Show every line of the records that holds the word "white". Case counts.

[Pointing dataset excerpts]
━━━━━━━━━━━━━━━━━━━━━━━━━━━━━━

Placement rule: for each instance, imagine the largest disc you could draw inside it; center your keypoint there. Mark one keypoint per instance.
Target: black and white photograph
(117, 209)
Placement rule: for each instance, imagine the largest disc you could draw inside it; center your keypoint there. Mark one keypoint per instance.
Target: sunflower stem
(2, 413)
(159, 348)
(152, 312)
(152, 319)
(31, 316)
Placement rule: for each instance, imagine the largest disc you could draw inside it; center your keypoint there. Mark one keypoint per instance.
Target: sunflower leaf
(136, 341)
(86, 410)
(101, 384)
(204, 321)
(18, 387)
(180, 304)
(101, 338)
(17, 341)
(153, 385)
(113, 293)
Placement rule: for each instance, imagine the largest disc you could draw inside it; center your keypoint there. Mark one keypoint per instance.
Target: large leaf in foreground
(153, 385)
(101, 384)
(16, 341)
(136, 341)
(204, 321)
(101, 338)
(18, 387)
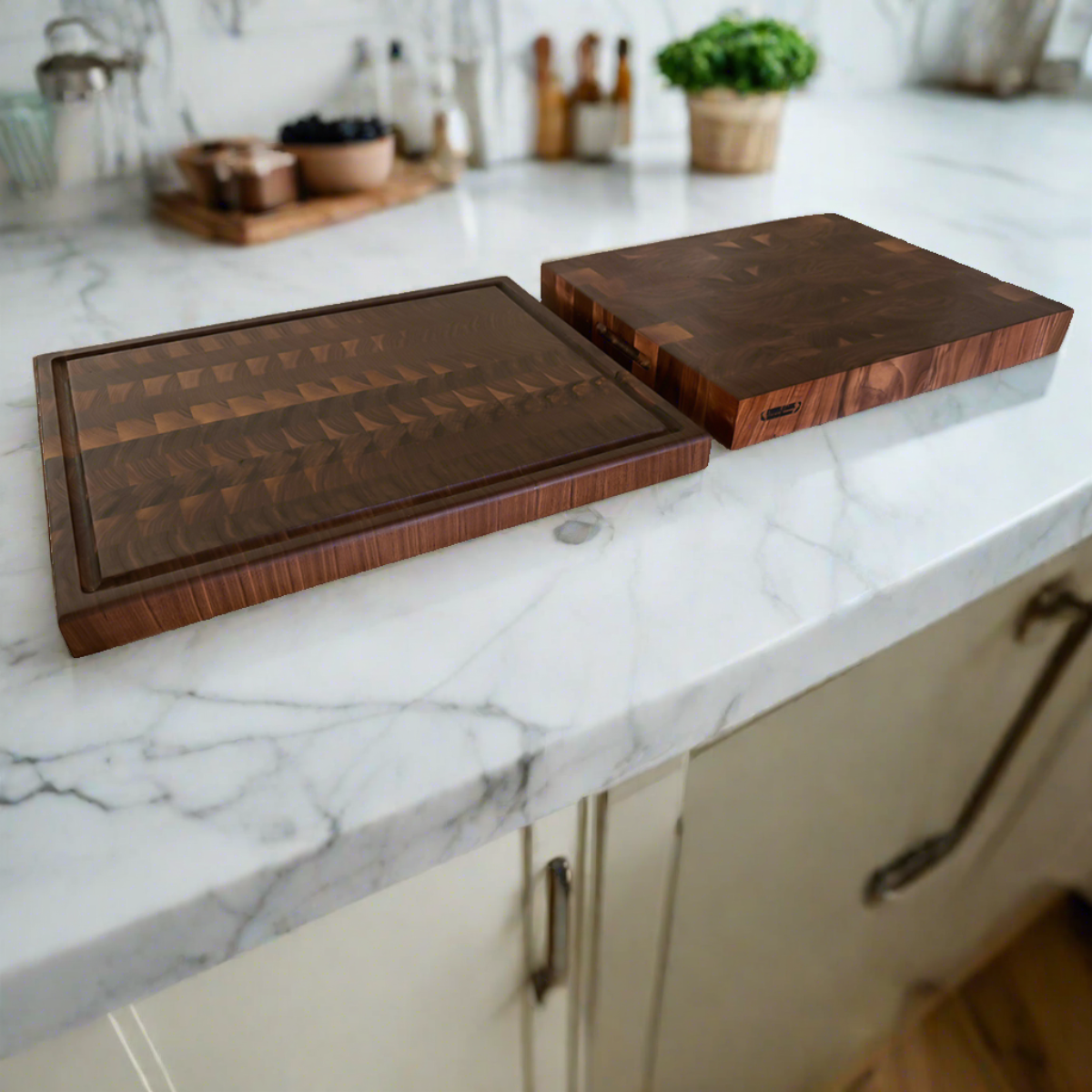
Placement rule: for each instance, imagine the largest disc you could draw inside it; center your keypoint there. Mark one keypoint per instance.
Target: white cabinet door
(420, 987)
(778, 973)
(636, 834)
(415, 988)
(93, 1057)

━━━━━━━━━━━━━━━━━━━━━━━━━━━━━━

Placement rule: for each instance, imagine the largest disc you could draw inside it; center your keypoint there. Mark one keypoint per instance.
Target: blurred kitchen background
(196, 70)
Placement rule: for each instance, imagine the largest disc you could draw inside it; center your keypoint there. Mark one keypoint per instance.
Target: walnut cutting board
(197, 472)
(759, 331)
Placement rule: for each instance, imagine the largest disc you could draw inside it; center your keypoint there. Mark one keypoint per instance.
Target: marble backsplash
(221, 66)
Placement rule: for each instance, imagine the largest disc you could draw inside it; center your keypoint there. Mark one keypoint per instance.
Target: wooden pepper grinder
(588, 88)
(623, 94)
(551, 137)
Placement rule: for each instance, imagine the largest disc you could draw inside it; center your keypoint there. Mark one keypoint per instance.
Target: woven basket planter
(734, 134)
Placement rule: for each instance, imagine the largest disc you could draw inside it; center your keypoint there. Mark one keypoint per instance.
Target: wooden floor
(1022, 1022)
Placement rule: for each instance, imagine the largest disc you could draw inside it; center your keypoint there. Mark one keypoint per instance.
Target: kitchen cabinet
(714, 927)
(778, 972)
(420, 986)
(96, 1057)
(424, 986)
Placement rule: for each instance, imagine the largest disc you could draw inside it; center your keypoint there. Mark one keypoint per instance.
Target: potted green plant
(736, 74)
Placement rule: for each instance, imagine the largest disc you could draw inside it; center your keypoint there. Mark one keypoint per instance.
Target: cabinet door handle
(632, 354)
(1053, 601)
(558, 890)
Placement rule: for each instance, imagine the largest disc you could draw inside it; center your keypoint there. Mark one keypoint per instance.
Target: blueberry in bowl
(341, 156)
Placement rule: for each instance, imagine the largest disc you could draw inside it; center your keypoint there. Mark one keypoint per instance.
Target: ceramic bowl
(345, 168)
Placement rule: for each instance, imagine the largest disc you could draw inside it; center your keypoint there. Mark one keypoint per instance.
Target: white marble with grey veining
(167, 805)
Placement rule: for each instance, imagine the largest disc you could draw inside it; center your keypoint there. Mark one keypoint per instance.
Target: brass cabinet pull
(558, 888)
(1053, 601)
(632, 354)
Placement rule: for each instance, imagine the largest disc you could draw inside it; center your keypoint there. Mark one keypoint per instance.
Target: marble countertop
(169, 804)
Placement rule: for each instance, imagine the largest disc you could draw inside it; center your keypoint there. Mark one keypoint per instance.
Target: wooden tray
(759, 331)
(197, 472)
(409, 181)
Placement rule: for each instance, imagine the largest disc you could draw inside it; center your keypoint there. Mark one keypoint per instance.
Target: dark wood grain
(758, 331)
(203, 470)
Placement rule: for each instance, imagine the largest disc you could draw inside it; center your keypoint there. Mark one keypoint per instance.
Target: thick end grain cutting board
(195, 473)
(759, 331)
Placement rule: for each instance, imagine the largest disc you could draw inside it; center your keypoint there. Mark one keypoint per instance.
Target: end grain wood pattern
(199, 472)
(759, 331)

━━━━━━━━━━━━━━━━━━━━━━━━━━━━━━

TASK SOLUTION
Target: black and white photograph
Target: white cabinet door
Target: white marble with grey veining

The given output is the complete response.